━━━━━ Input
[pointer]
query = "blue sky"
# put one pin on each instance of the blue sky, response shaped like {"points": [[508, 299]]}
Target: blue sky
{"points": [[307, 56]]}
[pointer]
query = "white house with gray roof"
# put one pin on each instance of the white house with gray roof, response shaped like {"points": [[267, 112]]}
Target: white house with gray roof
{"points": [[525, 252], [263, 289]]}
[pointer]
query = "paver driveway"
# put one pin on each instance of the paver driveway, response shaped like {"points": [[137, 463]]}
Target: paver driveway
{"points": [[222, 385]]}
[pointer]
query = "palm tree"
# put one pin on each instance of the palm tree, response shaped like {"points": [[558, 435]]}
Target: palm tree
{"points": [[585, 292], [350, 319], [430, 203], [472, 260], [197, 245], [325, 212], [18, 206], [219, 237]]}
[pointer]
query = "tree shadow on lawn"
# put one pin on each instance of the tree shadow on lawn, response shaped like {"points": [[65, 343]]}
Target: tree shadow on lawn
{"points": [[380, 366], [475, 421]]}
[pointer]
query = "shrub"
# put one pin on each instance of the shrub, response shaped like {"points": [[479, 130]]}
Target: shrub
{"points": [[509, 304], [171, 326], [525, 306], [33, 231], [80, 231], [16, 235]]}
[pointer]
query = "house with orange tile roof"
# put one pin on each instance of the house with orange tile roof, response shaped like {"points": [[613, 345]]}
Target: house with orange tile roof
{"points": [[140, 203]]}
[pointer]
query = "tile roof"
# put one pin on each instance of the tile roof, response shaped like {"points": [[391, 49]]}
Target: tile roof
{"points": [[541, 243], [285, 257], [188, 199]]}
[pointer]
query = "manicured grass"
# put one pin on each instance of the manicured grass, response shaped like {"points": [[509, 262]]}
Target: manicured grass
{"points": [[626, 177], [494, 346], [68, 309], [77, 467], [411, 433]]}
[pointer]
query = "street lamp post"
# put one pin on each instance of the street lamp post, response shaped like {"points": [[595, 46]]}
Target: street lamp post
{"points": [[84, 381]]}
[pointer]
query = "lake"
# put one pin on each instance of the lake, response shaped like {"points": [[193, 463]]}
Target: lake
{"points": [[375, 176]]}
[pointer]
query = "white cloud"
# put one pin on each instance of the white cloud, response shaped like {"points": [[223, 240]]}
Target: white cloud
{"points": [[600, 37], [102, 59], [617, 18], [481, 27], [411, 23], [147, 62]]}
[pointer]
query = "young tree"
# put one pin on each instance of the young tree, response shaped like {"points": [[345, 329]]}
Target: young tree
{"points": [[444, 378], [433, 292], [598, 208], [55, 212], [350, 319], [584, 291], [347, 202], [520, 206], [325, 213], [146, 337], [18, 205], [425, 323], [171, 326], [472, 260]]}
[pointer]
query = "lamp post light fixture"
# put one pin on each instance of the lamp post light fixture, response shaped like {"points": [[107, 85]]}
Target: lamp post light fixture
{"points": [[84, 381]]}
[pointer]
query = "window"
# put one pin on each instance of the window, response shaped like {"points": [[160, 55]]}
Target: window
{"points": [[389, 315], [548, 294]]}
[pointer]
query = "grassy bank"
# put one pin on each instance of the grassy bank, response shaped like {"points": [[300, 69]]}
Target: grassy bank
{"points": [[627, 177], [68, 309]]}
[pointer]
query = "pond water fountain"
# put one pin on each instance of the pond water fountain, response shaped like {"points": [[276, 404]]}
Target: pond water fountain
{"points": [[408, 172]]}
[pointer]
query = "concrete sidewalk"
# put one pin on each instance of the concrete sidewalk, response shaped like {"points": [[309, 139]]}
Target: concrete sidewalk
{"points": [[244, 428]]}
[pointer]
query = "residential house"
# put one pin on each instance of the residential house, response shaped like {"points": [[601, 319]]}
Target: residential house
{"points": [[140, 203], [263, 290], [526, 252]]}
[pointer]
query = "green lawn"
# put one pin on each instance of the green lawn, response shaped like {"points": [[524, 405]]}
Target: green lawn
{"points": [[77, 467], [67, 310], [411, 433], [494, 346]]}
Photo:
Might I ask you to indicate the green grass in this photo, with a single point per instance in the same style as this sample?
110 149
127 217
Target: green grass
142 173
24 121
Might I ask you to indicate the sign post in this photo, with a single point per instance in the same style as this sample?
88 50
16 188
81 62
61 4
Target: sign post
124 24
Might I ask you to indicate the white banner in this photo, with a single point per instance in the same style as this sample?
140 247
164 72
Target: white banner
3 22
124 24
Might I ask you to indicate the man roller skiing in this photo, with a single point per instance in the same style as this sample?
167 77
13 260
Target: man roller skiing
━━━━━━━━━━
━━━━━ Input
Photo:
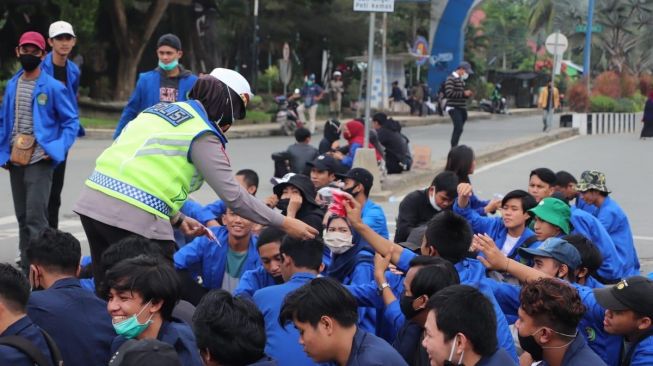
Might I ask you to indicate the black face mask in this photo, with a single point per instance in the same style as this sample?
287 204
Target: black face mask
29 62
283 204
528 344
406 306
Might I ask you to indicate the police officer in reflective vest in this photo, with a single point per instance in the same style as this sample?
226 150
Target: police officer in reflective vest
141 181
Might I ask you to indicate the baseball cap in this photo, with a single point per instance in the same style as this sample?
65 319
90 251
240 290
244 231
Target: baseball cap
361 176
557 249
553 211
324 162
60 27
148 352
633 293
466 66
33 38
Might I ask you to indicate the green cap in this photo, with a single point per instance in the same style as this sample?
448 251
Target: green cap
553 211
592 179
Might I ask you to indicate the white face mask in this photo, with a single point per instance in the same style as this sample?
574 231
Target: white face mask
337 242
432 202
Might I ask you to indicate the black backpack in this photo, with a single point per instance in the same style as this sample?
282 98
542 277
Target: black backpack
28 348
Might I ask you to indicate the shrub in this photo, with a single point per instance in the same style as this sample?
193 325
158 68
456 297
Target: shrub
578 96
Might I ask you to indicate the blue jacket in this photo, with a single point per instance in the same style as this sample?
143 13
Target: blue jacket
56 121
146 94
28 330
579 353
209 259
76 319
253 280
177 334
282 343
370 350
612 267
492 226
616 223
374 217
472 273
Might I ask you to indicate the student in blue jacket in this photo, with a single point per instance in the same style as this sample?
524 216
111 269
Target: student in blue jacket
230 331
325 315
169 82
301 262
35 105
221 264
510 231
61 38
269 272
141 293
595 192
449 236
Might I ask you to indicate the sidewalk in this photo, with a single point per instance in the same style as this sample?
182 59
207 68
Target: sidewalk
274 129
━━━━━━━━━━
━━━━━ Input
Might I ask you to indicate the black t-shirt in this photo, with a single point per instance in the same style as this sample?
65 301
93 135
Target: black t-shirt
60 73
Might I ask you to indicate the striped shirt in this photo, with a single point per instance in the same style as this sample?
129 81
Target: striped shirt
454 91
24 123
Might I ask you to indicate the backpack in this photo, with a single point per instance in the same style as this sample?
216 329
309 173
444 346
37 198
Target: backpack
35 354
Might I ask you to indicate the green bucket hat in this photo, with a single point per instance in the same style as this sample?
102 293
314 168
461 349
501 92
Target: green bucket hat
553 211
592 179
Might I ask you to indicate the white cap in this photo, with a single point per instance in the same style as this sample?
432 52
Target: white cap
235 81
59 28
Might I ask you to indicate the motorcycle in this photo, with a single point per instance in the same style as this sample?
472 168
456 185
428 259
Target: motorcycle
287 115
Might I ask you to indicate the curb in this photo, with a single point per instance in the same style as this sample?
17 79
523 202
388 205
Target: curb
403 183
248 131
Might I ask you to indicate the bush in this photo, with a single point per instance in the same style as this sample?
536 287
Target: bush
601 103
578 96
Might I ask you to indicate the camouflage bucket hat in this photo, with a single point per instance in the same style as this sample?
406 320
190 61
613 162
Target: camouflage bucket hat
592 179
━━━━━━━━━━
* **Brief**: Work out how many lines in the entries contain "skiing" and give that number alone.

* **Answer to this problem**: 2